= Records supplied =
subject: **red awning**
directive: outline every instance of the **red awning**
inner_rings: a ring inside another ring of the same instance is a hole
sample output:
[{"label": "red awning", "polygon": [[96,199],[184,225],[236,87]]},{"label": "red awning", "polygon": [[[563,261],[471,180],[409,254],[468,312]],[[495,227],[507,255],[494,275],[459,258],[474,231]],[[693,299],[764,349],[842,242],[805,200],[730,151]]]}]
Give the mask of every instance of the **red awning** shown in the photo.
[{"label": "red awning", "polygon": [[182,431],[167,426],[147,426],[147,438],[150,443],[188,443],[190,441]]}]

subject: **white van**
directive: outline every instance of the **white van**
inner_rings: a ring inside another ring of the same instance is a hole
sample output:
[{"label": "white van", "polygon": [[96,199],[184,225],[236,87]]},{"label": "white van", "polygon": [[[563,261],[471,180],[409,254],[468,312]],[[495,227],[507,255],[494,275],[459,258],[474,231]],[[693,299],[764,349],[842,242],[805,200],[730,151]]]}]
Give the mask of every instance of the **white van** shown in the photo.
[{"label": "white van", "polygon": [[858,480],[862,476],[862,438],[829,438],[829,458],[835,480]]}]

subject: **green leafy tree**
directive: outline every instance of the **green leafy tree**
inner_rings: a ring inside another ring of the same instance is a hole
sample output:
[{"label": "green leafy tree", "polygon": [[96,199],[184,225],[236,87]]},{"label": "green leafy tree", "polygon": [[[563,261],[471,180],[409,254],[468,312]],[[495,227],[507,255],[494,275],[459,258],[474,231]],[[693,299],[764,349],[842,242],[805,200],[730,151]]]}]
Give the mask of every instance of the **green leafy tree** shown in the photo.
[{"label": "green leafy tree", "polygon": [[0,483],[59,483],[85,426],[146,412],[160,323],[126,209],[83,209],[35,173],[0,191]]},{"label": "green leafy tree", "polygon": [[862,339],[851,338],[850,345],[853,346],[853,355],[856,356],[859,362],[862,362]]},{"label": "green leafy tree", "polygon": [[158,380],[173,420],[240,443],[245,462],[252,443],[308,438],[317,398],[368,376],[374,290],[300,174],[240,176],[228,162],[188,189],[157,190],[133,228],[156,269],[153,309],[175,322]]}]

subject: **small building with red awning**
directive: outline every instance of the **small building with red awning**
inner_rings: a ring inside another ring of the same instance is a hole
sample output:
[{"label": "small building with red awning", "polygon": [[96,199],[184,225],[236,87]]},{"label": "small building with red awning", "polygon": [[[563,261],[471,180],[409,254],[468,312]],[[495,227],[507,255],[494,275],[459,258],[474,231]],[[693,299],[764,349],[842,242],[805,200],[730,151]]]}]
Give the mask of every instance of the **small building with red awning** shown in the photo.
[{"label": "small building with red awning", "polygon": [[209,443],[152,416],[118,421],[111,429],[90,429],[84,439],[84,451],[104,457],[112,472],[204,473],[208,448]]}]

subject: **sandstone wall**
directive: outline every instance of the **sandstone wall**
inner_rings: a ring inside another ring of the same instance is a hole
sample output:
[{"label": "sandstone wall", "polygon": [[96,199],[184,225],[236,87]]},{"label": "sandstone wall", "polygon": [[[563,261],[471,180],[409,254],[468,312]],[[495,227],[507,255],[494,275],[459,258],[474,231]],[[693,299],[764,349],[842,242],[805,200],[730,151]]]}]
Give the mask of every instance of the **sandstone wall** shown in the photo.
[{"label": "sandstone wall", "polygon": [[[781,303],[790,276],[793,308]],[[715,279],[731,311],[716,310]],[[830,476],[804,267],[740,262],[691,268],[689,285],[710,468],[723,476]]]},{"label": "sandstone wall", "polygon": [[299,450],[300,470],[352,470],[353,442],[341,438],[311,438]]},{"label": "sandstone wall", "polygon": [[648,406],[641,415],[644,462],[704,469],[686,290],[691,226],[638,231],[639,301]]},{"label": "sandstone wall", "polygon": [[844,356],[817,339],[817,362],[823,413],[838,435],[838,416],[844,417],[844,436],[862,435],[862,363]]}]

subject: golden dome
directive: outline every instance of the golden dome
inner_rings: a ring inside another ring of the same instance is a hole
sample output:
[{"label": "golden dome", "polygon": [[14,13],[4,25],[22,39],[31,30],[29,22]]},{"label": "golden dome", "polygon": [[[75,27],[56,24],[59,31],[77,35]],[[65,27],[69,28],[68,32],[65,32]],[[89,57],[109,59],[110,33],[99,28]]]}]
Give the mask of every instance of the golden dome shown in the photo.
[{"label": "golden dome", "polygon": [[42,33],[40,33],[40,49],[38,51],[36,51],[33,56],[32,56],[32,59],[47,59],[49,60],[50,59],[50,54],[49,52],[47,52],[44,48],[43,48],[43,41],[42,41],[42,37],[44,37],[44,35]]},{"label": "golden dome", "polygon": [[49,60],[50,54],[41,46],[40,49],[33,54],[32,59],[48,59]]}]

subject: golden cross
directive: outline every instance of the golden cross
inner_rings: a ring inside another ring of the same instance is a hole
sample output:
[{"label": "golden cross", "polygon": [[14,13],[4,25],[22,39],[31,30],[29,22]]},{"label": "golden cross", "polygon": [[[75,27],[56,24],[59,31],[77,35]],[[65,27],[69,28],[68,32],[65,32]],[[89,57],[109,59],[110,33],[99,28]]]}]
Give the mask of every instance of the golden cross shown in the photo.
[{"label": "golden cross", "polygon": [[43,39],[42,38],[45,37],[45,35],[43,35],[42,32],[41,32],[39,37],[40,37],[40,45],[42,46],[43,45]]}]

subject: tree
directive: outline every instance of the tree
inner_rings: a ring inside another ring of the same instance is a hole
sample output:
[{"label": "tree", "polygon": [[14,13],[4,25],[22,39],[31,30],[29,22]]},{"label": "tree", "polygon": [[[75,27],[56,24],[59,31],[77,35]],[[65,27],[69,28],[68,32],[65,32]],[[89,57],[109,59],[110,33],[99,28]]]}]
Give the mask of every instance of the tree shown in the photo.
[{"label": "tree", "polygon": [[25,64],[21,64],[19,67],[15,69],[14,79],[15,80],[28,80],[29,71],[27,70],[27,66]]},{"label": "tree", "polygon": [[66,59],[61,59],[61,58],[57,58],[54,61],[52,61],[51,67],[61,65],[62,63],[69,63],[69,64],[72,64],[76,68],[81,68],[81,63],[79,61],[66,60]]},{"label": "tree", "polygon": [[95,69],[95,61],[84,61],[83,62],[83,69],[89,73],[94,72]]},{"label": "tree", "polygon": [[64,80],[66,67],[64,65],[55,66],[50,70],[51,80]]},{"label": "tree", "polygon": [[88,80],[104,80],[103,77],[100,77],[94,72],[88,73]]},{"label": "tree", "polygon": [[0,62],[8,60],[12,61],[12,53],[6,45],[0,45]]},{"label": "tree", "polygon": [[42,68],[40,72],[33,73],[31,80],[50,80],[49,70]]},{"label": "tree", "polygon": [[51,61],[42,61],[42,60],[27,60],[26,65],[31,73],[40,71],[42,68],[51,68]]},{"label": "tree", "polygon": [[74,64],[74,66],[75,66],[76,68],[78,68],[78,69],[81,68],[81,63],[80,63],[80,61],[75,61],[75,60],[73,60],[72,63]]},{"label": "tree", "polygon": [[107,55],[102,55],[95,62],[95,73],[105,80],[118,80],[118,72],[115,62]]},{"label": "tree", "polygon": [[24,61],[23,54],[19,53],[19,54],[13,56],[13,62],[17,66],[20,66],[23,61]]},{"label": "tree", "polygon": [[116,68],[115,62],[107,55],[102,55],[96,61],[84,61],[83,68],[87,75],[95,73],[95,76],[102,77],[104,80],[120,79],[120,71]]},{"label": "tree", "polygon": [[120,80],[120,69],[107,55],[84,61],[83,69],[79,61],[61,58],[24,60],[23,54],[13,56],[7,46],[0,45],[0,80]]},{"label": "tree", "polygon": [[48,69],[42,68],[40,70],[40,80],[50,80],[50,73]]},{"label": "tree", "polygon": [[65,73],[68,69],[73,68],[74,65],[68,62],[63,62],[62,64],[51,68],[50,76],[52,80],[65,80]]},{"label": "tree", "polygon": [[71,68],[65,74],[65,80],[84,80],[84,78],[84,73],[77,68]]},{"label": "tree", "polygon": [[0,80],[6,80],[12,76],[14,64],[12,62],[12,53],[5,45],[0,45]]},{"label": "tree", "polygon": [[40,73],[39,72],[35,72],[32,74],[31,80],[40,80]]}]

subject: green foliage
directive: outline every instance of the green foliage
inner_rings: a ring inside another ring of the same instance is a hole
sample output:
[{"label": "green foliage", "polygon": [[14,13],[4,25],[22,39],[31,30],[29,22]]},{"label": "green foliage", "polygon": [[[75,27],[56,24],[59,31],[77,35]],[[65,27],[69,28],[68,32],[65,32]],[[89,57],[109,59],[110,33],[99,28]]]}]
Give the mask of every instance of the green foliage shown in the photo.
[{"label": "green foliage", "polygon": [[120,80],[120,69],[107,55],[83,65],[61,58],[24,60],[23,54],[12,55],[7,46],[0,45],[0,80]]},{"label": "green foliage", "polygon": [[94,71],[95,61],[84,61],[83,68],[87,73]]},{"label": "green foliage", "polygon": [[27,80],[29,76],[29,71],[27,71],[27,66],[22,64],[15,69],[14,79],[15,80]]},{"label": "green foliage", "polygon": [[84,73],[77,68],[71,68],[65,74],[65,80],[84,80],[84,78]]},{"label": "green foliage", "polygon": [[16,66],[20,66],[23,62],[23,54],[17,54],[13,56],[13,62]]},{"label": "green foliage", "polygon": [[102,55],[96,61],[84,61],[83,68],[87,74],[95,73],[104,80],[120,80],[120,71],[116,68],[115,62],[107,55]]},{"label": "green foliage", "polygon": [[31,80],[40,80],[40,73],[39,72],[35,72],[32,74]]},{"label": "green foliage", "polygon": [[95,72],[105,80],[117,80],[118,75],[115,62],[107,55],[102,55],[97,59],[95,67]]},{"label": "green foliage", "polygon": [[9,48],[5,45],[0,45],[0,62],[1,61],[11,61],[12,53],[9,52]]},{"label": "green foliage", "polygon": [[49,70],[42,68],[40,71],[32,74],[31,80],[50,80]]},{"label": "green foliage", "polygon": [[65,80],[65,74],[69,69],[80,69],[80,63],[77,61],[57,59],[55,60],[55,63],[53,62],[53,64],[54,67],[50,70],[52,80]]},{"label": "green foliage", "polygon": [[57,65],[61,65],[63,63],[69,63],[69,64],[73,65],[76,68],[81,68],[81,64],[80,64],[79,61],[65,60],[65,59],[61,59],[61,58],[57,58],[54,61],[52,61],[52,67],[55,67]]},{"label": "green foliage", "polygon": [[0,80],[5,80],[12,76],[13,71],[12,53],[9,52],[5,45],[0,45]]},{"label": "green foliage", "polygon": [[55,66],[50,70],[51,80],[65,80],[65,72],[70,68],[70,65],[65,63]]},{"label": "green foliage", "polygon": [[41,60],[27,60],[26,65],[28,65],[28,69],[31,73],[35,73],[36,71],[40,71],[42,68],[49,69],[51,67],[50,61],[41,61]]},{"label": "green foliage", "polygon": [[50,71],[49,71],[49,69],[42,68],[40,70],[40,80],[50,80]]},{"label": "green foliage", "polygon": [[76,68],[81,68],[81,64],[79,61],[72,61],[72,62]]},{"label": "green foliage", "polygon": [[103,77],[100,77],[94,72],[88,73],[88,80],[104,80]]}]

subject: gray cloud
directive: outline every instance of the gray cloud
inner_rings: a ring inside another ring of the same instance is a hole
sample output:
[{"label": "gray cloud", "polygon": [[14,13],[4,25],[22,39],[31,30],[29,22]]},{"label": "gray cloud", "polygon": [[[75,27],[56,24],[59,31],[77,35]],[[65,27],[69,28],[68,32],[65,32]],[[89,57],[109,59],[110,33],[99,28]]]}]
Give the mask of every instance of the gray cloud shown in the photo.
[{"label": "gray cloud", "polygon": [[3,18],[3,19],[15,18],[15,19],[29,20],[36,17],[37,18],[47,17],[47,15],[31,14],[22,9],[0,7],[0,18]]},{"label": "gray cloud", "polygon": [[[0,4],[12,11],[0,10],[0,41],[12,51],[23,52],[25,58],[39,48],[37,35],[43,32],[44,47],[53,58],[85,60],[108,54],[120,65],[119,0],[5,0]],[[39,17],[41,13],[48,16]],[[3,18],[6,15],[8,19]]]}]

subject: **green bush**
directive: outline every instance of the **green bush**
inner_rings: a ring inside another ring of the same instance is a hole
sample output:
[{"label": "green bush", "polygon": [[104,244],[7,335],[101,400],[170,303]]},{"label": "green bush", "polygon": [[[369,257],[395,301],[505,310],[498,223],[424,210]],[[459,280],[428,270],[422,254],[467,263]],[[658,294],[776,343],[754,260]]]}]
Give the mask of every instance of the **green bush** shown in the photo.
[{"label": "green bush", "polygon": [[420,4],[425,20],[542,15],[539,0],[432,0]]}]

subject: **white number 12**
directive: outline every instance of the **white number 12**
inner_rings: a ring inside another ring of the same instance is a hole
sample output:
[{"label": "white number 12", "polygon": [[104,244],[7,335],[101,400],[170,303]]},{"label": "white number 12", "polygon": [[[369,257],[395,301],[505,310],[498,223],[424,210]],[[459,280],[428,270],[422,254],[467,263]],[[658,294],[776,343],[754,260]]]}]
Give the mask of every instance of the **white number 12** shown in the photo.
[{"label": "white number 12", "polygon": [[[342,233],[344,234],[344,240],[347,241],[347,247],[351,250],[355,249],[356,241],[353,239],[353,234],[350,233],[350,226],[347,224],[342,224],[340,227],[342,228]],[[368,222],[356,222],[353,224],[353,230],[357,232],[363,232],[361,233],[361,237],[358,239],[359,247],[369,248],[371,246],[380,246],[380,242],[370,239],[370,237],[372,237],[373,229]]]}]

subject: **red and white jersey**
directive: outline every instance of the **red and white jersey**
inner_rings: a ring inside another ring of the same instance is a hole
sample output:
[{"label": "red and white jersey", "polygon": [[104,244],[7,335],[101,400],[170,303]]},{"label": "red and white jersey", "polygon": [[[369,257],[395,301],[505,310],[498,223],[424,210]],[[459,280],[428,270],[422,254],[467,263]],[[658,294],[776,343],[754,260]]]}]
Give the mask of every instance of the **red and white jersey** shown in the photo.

= The problem =
For each line of the data that includes the word "jersey", return a copy of it.

= Answer area =
subject: **red and white jersey**
directive: outline every instance of the **red and white jersey**
[{"label": "red and white jersey", "polygon": [[104,244],[7,335],[101,400],[170,303]]},{"label": "red and white jersey", "polygon": [[[369,257],[395,301],[505,310],[498,223],[424,210]],[[459,280],[428,270],[422,254],[467,263]],[[658,294],[776,343],[754,260]]]}]
Give the mask of every instance of the **red and white jersey** shown in the photo.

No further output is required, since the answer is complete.